Write out each line exactly as it stands, please.

▶ [Record set]:
──────────
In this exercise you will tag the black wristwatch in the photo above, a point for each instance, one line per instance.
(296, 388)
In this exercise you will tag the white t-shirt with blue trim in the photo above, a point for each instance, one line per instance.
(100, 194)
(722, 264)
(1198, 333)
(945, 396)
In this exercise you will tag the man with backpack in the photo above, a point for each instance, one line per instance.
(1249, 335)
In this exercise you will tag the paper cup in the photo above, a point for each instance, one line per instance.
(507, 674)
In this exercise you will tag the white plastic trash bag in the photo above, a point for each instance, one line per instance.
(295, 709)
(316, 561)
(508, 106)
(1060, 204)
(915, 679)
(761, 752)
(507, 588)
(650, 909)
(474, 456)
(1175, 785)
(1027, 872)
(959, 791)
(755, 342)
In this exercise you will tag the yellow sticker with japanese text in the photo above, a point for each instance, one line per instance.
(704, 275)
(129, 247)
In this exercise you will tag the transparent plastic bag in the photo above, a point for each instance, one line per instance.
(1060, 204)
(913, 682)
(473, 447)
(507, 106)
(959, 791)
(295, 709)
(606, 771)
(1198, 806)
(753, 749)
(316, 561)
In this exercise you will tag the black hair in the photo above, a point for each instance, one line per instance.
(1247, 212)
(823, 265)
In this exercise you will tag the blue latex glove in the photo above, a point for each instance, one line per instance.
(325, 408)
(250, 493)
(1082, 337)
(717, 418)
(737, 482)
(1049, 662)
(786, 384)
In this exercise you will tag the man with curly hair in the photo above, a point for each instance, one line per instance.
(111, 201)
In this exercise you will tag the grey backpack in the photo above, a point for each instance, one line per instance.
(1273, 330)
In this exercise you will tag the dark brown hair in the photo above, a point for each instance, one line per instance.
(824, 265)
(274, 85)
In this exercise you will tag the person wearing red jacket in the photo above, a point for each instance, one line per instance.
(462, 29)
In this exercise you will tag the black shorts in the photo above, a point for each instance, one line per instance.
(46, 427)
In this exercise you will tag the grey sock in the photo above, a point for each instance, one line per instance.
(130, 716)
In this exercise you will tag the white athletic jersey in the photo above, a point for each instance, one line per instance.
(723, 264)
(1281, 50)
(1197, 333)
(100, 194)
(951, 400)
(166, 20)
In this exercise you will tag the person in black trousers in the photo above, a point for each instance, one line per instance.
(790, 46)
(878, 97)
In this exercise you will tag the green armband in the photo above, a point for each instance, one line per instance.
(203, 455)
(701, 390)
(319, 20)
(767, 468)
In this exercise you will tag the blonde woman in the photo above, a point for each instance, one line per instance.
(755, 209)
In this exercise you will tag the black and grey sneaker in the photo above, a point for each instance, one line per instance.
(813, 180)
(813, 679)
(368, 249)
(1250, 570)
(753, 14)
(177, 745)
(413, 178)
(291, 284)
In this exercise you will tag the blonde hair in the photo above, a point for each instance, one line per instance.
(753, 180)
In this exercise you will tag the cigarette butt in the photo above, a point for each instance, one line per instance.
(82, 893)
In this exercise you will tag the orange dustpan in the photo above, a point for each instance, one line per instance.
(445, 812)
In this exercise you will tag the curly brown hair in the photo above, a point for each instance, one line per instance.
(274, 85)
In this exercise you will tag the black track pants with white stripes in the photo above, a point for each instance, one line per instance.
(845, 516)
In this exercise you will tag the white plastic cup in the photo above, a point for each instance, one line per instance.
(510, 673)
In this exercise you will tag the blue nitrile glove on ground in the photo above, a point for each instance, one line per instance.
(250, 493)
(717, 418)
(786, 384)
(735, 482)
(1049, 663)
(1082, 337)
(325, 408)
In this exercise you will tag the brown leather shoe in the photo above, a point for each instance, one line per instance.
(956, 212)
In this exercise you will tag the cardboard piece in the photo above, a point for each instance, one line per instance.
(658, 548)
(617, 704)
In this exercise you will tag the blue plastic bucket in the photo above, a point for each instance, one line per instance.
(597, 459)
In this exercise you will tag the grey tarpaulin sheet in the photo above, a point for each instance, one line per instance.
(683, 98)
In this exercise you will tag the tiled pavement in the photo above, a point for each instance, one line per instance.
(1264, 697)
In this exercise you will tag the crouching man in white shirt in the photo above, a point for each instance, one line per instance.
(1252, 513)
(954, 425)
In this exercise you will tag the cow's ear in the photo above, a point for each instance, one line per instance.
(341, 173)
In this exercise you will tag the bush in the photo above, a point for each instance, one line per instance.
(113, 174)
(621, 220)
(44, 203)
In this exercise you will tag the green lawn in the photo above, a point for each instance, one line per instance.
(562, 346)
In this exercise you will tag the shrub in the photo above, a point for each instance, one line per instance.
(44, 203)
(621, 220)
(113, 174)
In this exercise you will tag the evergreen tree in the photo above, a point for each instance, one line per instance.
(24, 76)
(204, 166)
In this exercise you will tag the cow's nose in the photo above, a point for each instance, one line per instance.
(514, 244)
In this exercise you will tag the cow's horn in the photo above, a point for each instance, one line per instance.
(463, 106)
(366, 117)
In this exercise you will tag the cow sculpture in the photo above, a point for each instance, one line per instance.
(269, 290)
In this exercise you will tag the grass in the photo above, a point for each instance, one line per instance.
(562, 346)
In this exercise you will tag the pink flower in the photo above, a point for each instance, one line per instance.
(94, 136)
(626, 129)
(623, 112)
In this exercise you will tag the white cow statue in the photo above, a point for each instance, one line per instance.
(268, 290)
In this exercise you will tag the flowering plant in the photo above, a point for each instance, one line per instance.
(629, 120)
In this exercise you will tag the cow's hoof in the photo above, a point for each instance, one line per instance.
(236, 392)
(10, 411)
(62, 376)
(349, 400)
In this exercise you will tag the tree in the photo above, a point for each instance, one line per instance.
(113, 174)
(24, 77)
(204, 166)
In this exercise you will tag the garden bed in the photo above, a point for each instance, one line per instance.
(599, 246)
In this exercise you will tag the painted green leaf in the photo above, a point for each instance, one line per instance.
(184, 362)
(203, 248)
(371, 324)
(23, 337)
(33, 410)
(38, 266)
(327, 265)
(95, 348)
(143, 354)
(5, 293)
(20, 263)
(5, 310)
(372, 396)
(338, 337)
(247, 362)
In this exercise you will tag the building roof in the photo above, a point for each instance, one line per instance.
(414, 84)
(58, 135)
──────────
▶ [Full solution]:
In this exercise you will tag the black wristwatch in the photo above, a point for each instance, one line per instance.
(296, 388)
In this exercise you will tag the white t-shirt with blue trim in the photo above, a point for each instance, one line per instance.
(100, 194)
(722, 264)
(1198, 333)
(945, 396)
In this exercise you will tag the man with backpack in the photo above, a point for each instance, one line per instance.
(1249, 335)
In this exercise you will tag the paper cup in the photo above, a point for each instance, one line per instance.
(507, 674)
In this exercise you will tag the white plastic trash bag in the photo above, a point for each instance, one line per instance.
(295, 709)
(316, 561)
(508, 106)
(1060, 204)
(915, 679)
(761, 752)
(507, 588)
(650, 909)
(474, 456)
(1175, 785)
(1027, 872)
(959, 791)
(755, 342)
In this exercise you will tag the yellow sticker with japanese text in the photo above, a point for each instance, one line per instance.
(704, 275)
(129, 247)
In this exercise you will tag the transparent plastic bag in the photo above, a point for each instance, one line per instance.
(1060, 204)
(913, 682)
(473, 447)
(507, 106)
(959, 791)
(295, 709)
(606, 771)
(1198, 806)
(753, 749)
(316, 561)
In this exercise you will tag the black hair in the photo above, a point for each instance, one line per instance.
(1247, 212)
(823, 265)
In this exercise you will tag the blue latex glove in the photo above, a point for each instance, one line per instance.
(325, 408)
(250, 493)
(1082, 337)
(717, 418)
(737, 482)
(1049, 662)
(786, 384)
In this exercise you will tag the man with curly hair in the photo above, a point for each instance, one line per instance.
(111, 201)
In this exercise you will tag the grey backpack in the photo above, a point for each instance, one line per instance.
(1273, 330)
In this exercise you will tag the dark brown hair in the photo above, a point for each instance, one line per instance.
(824, 265)
(274, 85)
In this exercise you will tag the person wearing red jacket in the photo above, a point for each instance, one line per instance.
(462, 29)
In this exercise you will tag the black shorts in the photo above, a point for each instance, one line per instance.
(46, 427)
In this exercise you will tag the grey sock in the photo above, a point for each instance, one line per instance.
(130, 716)
In this exercise you will tag the white athletic jersey in the photo above, a point for each instance, one line per instance.
(723, 264)
(1281, 50)
(1197, 333)
(100, 194)
(951, 400)
(166, 20)
In this exercise you will tag the person in black trousers in the photo above, a point for each instance, one line per instance.
(790, 46)
(878, 97)
In this exercise you will tag the green armband in the photo above, a point for each instance, one line per instance.
(203, 455)
(701, 390)
(319, 20)
(767, 468)
In this exercise you will tag the blonde woman in the photo above, a point for each instance, one line per instance.
(755, 209)
In this exercise you will tag the black and grey sneaker in the photo above, a point for each instance, one line per instance.
(813, 180)
(813, 679)
(368, 249)
(1250, 570)
(753, 14)
(177, 745)
(413, 178)
(291, 284)
In this exercise you will tag the blonde hair in the photo above, a point for each instance, one line per instance.
(753, 180)
In this exercise you will tag the cigarette butt in the photo above, a point for each instance, one line per instance.
(82, 893)
In this exercise you will tag the orange dustpan in the photo above, a point for each instance, one line per instance.
(445, 812)
In this exercise you will tag the curly brown hair in the photo above, a point for each instance, one line per instance.
(274, 85)
In this exercise you will tag the black track pants with white stripes in the photo above, a point for each instance, one line per instance.
(845, 516)
In this exercise you will tag the white plastic cup in the photo above, a point for each instance, one line per instance.
(510, 673)
In this exercise you will tag the blue nitrile glove on ground in the photo above, a point for each instance, one line per instance.
(250, 493)
(717, 418)
(786, 384)
(735, 482)
(1049, 663)
(1082, 337)
(325, 408)
In this exercise you will tag the brown leather shoe in the photo above, a point for each instance, one line per instance.
(956, 212)
In this exercise you will tag the cardboard piece in the photo above, a point for each instance, one line per instance.
(658, 548)
(617, 704)
In this exercise you will tag the blue plastic bucket in the photo above, a point for each instance, one line per instance.
(597, 459)
In this exercise you will tag the grey tarpaulin sheet in the photo above, a point for each instance, one line per instance.
(683, 98)
In this exercise you will tag the tiled pavement in the photo above, a point for each instance, one line per instance.
(1264, 697)
In this exercise you will tag the crouching man in white shirt in the photo above, a point for each instance, one line per instance.
(1252, 513)
(954, 425)
In this exercise you will tag the cow's ear in the photo above, a point for each instance, one line per instance.
(341, 173)
In this exercise you will tag the bush in the photo above, a point for each instance, one line per instance.
(113, 174)
(621, 220)
(44, 203)
In this exercise you will tag the green lawn in the photo above, a point for each instance, one line per instance.
(562, 346)
In this exercise you will tag the shrub in the photo above, a point for each instance, one line per instance.
(44, 203)
(621, 220)
(113, 174)
In this exercise you will tag the evergreen tree in the photo above, a point for each instance, one line per instance.
(24, 76)
(204, 166)
In this exercise you will tag the cow's nose in the photo above, a point for each instance, one line per instance.
(514, 244)
In this exercise you will tag the cow's horn in the photo above, a point for each instance, one line per instance.
(463, 106)
(366, 117)
In this exercise you will tag the cow sculpture in the photo above, a point for each instance, one line per instance.
(269, 290)
In this exercise you will tag the grass in the photo above, a point for each instance, one line per instance.
(562, 346)
In this exercise you will tag the pink flower in the photo above, a point for each instance, one line per instance.
(94, 136)
(626, 129)
(623, 112)
In this exercise you will tag the white cow statue in the photo above, a point for each instance, one line per instance.
(268, 290)
In this exercise you will tag the flowering plant in the photo above, a point for each instance, one line per instance.
(629, 120)
In this exercise you will tag the cow's hoof in the photo above, a point for each instance, one line per instance.
(236, 392)
(10, 411)
(62, 376)
(349, 400)
In this exercise you will tag the tree in the photo above, a point for each instance, one line per instance.
(113, 174)
(24, 77)
(204, 166)
In this exercise you will tag the garden bed in the photo above, a point for each instance, one line per instance.
(599, 246)
In this exercise you will tag the painted green leaf in the photo above, a point for each instance, one line per instance.
(184, 362)
(203, 248)
(371, 324)
(23, 337)
(33, 410)
(38, 266)
(327, 265)
(95, 348)
(143, 354)
(5, 293)
(20, 263)
(5, 310)
(372, 396)
(338, 337)
(247, 362)
In this exercise you will tag the building roof in the photo above, a point for each instance, one line per instance.
(414, 84)
(58, 135)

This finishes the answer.